»»

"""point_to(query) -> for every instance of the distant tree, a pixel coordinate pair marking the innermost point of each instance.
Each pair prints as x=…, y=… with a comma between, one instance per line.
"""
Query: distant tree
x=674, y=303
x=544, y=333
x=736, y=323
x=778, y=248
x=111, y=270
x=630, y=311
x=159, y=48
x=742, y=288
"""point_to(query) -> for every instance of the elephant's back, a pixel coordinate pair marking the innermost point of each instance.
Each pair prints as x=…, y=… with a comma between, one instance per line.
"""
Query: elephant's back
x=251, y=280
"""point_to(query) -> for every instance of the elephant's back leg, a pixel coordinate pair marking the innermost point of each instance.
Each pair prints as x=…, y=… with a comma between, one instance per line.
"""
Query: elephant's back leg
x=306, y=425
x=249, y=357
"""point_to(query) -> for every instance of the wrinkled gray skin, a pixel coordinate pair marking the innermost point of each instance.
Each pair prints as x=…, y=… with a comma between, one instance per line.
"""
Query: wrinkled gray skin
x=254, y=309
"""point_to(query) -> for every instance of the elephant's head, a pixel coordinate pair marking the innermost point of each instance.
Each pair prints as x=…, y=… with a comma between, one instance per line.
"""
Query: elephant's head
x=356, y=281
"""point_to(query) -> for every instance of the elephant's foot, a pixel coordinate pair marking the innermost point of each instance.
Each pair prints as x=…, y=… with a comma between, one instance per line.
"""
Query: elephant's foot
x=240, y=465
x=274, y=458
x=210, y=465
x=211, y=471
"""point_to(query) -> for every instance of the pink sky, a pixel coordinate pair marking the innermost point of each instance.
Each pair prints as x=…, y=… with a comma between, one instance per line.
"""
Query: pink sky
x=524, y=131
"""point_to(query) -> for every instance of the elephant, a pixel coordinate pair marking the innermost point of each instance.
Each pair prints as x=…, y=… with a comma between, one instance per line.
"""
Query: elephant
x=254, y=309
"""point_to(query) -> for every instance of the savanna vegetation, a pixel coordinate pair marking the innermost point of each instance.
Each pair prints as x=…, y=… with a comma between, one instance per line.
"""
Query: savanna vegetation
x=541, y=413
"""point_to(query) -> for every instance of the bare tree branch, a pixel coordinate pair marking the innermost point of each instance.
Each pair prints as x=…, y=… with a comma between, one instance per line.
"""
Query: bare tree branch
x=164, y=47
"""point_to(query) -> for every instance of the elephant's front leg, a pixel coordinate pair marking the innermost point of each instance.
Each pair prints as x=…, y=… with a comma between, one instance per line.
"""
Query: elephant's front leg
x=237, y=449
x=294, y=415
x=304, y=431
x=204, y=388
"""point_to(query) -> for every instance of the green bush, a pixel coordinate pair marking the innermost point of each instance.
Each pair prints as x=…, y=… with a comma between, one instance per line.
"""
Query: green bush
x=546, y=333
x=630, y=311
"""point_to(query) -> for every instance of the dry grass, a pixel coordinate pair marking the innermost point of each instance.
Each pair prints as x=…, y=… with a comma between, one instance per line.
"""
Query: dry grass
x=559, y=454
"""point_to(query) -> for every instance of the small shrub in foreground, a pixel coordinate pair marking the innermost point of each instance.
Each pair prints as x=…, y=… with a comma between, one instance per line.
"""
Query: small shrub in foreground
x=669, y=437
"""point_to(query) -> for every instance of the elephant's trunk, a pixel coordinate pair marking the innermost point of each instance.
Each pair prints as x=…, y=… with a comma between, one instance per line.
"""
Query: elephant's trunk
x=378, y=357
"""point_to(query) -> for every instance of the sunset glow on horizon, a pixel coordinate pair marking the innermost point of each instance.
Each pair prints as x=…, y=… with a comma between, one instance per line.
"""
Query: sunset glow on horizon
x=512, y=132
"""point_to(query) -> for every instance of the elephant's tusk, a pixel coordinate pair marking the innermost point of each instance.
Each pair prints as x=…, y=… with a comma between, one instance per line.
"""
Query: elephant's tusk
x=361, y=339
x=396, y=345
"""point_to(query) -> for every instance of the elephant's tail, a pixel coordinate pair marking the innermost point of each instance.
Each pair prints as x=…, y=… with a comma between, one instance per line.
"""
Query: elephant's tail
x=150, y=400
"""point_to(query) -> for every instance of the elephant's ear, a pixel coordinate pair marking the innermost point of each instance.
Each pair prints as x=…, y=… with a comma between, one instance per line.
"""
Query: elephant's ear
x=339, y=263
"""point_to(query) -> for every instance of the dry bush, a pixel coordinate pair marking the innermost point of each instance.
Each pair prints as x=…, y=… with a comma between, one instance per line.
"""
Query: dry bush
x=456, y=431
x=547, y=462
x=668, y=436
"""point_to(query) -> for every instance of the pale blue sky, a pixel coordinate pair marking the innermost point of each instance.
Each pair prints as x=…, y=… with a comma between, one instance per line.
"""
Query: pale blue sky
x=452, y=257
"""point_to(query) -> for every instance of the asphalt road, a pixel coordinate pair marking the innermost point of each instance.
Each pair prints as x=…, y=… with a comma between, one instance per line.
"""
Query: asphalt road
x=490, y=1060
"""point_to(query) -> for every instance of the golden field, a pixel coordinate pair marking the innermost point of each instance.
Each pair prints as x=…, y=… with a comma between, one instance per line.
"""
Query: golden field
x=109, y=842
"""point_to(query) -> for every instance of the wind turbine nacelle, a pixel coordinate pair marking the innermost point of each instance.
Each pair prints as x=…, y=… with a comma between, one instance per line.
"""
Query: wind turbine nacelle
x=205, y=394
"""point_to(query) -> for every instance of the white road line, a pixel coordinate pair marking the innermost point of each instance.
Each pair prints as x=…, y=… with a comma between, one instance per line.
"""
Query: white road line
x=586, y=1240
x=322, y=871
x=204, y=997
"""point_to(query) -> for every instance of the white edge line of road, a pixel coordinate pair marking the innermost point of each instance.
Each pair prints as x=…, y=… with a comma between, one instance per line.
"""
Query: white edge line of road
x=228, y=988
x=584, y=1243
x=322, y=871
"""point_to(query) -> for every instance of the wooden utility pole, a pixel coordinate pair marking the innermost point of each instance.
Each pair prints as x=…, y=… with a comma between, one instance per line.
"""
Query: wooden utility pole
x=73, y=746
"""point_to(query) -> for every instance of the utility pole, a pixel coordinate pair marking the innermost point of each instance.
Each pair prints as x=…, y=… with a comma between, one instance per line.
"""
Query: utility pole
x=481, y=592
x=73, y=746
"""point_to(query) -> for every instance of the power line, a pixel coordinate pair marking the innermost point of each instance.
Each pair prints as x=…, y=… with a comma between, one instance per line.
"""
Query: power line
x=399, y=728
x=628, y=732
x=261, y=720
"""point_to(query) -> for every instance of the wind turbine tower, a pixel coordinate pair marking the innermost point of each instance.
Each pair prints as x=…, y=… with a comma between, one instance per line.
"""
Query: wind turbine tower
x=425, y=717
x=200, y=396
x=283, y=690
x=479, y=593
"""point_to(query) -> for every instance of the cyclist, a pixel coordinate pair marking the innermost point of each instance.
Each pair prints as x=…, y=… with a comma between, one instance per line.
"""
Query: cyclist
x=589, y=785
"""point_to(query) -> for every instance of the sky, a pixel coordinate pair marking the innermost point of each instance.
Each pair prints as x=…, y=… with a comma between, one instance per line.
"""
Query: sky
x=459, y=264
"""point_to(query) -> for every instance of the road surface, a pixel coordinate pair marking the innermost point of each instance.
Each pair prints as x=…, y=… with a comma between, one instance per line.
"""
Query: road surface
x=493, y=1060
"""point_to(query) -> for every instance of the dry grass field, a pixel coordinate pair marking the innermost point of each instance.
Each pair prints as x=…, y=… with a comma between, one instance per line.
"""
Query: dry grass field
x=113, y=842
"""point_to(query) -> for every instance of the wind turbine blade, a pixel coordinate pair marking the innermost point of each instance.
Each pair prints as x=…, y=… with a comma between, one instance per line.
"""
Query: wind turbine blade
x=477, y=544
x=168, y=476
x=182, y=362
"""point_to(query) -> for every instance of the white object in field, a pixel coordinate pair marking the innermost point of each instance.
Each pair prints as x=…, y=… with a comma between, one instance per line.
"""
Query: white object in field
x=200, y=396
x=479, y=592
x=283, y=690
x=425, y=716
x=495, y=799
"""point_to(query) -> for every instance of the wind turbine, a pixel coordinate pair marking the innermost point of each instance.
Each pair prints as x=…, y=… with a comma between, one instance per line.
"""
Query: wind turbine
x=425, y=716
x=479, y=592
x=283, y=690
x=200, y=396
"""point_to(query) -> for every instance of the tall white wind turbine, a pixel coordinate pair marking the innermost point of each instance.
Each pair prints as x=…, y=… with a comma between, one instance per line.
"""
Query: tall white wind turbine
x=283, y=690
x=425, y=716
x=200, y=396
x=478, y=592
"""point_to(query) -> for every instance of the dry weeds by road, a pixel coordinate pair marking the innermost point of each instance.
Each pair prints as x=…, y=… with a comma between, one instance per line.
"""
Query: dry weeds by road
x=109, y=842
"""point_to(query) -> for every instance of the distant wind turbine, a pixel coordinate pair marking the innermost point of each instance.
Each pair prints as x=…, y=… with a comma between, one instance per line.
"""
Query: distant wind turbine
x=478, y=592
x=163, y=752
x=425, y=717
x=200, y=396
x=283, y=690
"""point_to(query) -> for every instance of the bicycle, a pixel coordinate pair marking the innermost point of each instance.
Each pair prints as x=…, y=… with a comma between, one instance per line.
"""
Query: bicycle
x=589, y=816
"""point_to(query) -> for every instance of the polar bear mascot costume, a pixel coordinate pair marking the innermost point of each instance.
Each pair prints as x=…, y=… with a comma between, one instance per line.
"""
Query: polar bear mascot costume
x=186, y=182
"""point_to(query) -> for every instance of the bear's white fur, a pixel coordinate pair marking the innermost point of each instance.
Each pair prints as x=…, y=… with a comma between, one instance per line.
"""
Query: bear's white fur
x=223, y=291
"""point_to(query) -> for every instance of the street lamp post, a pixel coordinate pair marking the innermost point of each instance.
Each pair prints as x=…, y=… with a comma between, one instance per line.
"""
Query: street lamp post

««

### Problem statement
Copy the lines that hold the word "lamp". Take them from the records above.

### Expected output
"""point_to(query) -> for every instance of the street lamp post, a pixel coordinate pair marking the innermost point of each instance.
Query: street lamp post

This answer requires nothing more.